TASK ITEM:
Please give an exact printout of the records, without any pictures.
*** THE DATA Section Begins ***
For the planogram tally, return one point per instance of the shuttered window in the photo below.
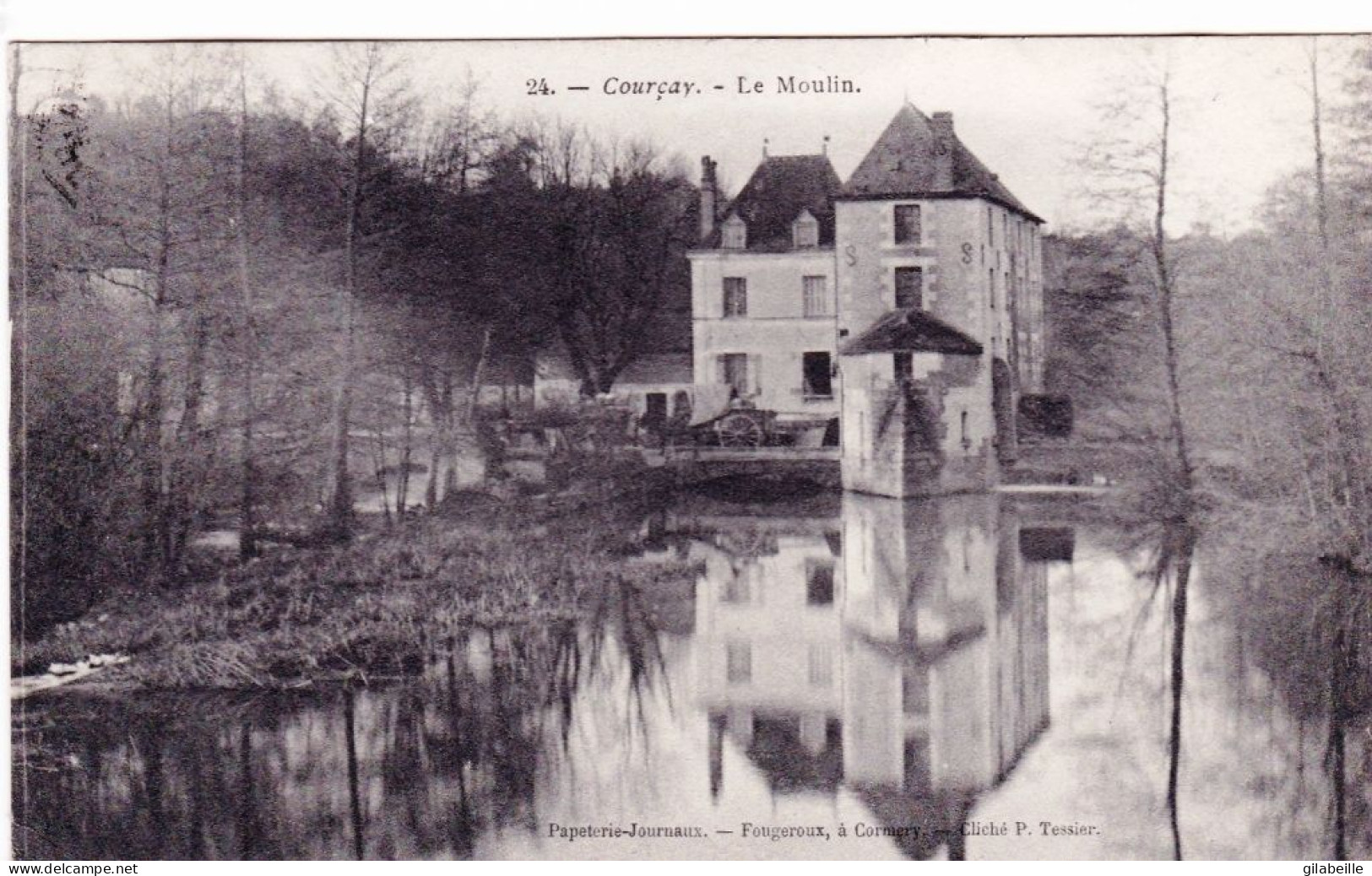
(735, 296)
(816, 296)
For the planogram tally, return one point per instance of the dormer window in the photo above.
(805, 230)
(735, 233)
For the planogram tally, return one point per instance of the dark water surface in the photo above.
(922, 673)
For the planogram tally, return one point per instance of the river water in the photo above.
(849, 678)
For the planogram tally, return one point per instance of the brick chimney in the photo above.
(944, 147)
(708, 197)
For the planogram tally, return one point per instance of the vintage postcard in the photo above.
(789, 448)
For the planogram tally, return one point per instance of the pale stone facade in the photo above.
(924, 230)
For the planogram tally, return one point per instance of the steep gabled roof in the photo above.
(906, 162)
(911, 331)
(778, 191)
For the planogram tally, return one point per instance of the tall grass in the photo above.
(377, 608)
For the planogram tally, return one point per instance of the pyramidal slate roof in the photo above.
(775, 193)
(911, 331)
(914, 160)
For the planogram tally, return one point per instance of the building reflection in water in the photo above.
(899, 650)
(854, 658)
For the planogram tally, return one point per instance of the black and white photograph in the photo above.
(691, 448)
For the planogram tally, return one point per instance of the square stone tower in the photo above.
(939, 311)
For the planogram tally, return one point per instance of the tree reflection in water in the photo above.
(866, 660)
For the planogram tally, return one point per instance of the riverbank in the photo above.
(375, 608)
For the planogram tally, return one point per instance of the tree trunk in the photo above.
(188, 448)
(248, 351)
(1167, 299)
(340, 511)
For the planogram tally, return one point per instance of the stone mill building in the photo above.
(906, 302)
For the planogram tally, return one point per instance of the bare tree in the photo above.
(369, 98)
(1131, 167)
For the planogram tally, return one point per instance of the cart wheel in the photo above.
(740, 430)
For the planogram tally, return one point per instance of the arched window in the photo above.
(805, 230)
(735, 233)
*** THE DATA Section Ends ***
ANSWER SPACE:
For the planogram tally, return one point per instance of the shuttered window in the photo below.
(735, 296)
(816, 296)
For the planogram tally, return one point per instance of the dormer window in the photo above.
(805, 230)
(735, 233)
For the planogram tally, return one point per instance of the dark water surface in the photo above.
(922, 673)
For the planogram tally, return one point per instance of the river water in the photo above.
(849, 678)
For the planogram tally, return one point per instance of the brick chimney in the photo above.
(944, 147)
(708, 197)
For the planogram tally, return one point per instance of the vintage postcard in the photo above.
(789, 448)
For the planogram tally, return one point per instance of the pale stone facade in the photo above.
(924, 230)
For the planogram tally, return one point per instance of the steep gabled roof in the photo above.
(906, 162)
(911, 331)
(778, 191)
For the planogram tally, return one point per instance of the tall grass in the photo above.
(377, 608)
For the planogram tally, return one point per instance of the pyramidal slate roof in the photo above.
(775, 193)
(911, 331)
(914, 160)
For the planogram tally, return one point per instance of the building reflection in water in the photo above.
(899, 650)
(854, 658)
For the planogram tally, return one point per instance of the black and white photograph in the photo above.
(691, 448)
For the planogram tally, return one point per instance of the square stone tower in the photo above.
(939, 311)
For the planogram tally, return one point per instance of the tree reflection in water in the photo above.
(866, 660)
For the planogram tally, return one point per instance of the riverbank in the photo above.
(375, 608)
For the planogram tally, return one point per instance of the tree trunk in the photo above.
(188, 448)
(248, 351)
(1167, 299)
(340, 511)
For the planogram tally, return one point per instance of the stone mill building in the photo above.
(906, 302)
For the planogram tally, return one point per instance of the bare tree in the photo above.
(369, 98)
(1131, 167)
For the planogram tally, return one point per instance of the cart wheel in the photo above.
(740, 430)
For the planogram tally, return one point per instance of the arched window in the photo above.
(805, 230)
(735, 233)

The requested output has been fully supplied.